George Lowe is chef-owner of the award-winning Lowe’s on Carter Street in Uttoxeter. Since starting out in a village pub aged 15, his career has taken him from Michelin-starred restaurants to Cape Town, where he worked as a private chef for high-net-worth clients and helped launch restaurants. He has also worked in product development for major UK hospitality brands including Stonegate and Whitbread.
Here, he tells Daily Focus why fine dining might have had its day.
“The white tablecloth will survive. The silver service and 18-hour shifts won’t.
For decades, fine dining sold chefs a dream: keep your head down, work harder than everyone else, sacrifice your evenings, weekends, health and often your relationships, and one day you might earn recognition. Maybe a Michelin star. Maybe your own restaurant. Maybe a TV chef slot.
But the economics that propped up that culture no longer work.
We’re entering a new era where diners still want exceptional food and experiences, but the traditional fine dining model is becoming increasingly unsustainable. The public only sees the finished plate. They don’t see the labour, the stress, the staffing crisis and the financial pressure behind it.
For years, high end kitchens operated on endurance. Young chefs accepted punishing hours because they believed there was a long-term payoff. Today’s generation is asking a different question: is the reward actually worth the sacrifice?
Across the industry, labour costs are spiralling. Staffing now accounts for around 40% of turnover on average, and often significantly higher in fine dining because of the number of chefs required to execute intricate tasting menus and labour-intensive dishes.
At the same time, ingredient prices have surged. Our beef prices alone have tripled in the last couple of years because we buy the best, while energy bills, supplier costs and wages continue to rise. Restaurants also cannot reclaim VAT on food purchases, leaving operators exposed to relentless inflation while facing limits on how far menu prices can increase.
The result is a perfect storm.

You simply cannot continue building businesses that rely on excessive labour, shrinking margins and exhausted people. The old system depended on chefs overworking themselves because that was seen as earning your stripes. But younger chefs rightly want balance, progression and a life outside of the kitchen.
That cultural shift is colliding with customer expectations shaped by years of televised fine dining glamour.
Diners increasingly expect Michelin-level precision, theatre and presentation, while many are becoming more price sensitive. Restaurants are trapped between rising costs and consumers who cannot endlessly absorb menu price increases.
There’s a misconception that accessible means lower standards. It doesn’t. Guests still want incredible cooking, creativity and hospitality, but they increasingly value warmth, authenticity and accessibility over formality and intimidation.
That is why the modern high-end bistro model is gaining traction. It strips away some of the excessive labour traditionally associated with fine dining while still delivering premium ingredients, technical skill and memorable experiences.

Given records:
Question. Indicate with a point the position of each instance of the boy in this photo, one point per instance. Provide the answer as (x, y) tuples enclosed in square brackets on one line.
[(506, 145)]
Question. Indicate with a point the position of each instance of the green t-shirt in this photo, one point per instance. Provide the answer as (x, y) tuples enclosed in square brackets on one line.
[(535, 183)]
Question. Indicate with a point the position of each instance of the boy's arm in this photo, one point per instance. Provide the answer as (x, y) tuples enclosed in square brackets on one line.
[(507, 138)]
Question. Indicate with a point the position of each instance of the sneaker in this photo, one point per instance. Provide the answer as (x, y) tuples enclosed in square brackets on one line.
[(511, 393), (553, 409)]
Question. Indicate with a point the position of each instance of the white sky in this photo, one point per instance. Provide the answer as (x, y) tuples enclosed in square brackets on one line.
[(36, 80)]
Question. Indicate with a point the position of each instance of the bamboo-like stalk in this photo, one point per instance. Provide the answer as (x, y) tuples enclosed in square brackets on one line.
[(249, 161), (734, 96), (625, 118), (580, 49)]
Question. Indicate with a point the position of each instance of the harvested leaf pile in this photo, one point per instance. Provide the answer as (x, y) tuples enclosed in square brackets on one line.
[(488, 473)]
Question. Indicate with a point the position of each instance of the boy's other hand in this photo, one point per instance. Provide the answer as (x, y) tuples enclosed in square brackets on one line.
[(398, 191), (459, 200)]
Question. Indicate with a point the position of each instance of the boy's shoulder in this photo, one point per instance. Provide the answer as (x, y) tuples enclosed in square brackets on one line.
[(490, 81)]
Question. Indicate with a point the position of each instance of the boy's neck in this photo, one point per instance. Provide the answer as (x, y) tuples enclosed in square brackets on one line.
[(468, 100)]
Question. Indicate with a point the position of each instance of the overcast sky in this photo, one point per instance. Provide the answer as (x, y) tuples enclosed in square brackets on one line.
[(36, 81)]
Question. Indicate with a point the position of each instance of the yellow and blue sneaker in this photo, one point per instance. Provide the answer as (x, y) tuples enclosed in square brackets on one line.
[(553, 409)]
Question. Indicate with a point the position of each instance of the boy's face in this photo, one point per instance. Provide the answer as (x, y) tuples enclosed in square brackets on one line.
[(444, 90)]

Complete the following:
1. List every item that, according to the fine dining article, chefs were told to sacrifice in pursuit of recognition.
2. Continue the fine dining article, picking up right after its final sentence.

Results in order:
1. Evenings, weekends, health, relationships

2.
It’s about sustainability in every sense: environmentally, financially and personally.
The warning signs are already visible. Restaurants are reducing opening days, simplifying menus and scaling back service simply to remain viable. Staffing shortages remain acute, particularly in skilled kitchen roles, while more chefs are leaving the industry after reassessing the work-life balance hospitality demands.
Fine dining requires more skilled chefs, but the pressures of the industry are driving them away. Passion alone cannot compensate for burnout forever, nor can it make a restaurant viable.
That does not mean fine dining disappears. There will always be exceptional restaurants pushing culinary boundaries. But they will become rarer, more exclusive and increasingly difficult to sustain financially.
The restaurants that survive will be the ones that adapt. The industry has to move away from the idea that suffering equals excellence. Diners still want amazing food, but the industry now needs a model that works for customers, businesses and staff alike.
Because ultimately, the real luxury in hospitality may no longer be silver service or elaborate tasting menus. It may simply be building restaurants where chefs and businesses can still afford to thrive while making memorable experiences – without the silver service and white gloves.”
George is supporting the #VATsTheProblem campaign calling for VAT to be reduced to 10% in the hospitality industry. So far, more than 226,300 signatures have been collected. Find out more here.
Do you agree with George on the future of fine dining? Let us know in the comments below.

I agree with every word George has said. There is a balance between excellent food and cost, friendly welcoming staff are also a huge bonus. I buy food for quality and taste rather than volume. It’s worth paying for the pleasure it gives.
I agree 100% with everything George has said. Beautiful food and great customer service is in my opinion what fine dining is.
I prefer the ease of a relaxed atmosphere rather than the formality of occasion.
Its not about cost inasmuch as the pleasure good food provides.